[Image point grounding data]
[Start of section]
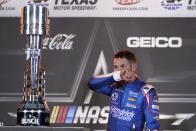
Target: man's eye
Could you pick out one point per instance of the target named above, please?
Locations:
(122, 66)
(115, 67)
[End of section]
◆ EXERCISE REQUIREMENTS ◆
Write out the data precisely as given, excluding the pictures.

◆ TASK SOLUTION ◆
Target: man's eye
Could you pick out one point per instance of the target named above, please?
Locations:
(122, 66)
(115, 67)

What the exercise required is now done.